Work request - Return the listing in full and exactly, but without a single picture.
/---
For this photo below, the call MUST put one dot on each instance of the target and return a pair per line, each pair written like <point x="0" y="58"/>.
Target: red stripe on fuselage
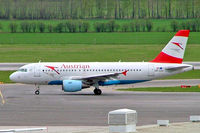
<point x="184" y="33"/>
<point x="165" y="58"/>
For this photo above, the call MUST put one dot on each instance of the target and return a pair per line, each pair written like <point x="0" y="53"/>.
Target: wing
<point x="98" y="77"/>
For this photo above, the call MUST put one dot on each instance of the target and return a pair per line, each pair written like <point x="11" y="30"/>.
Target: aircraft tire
<point x="37" y="92"/>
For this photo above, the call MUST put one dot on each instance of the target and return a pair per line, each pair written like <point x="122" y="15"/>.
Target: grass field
<point x="94" y="38"/>
<point x="158" y="24"/>
<point x="4" y="76"/>
<point x="165" y="89"/>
\---
Exercise result -
For this photo below, the call MUST put one dot on each instance of the target and return a pair per line, each pair written like <point x="0" y="58"/>.
Target: red stripe on fuselage
<point x="184" y="33"/>
<point x="165" y="58"/>
For this photo above, the call MUST put one dot on each instance of the target and return a pair per line, each pair written like <point x="0" y="53"/>.
Target: wing
<point x="98" y="77"/>
For this photo above, the call MUST put one dot on each instance of the target and return a pair per line, each pair written like <point x="11" y="30"/>.
Target: aircraft tire
<point x="37" y="92"/>
For this photo above, the call MUST put one dot on each instance of the target and return a pair per line, each pair written like <point x="122" y="15"/>.
Target: grass field
<point x="94" y="38"/>
<point x="158" y="24"/>
<point x="4" y="76"/>
<point x="165" y="89"/>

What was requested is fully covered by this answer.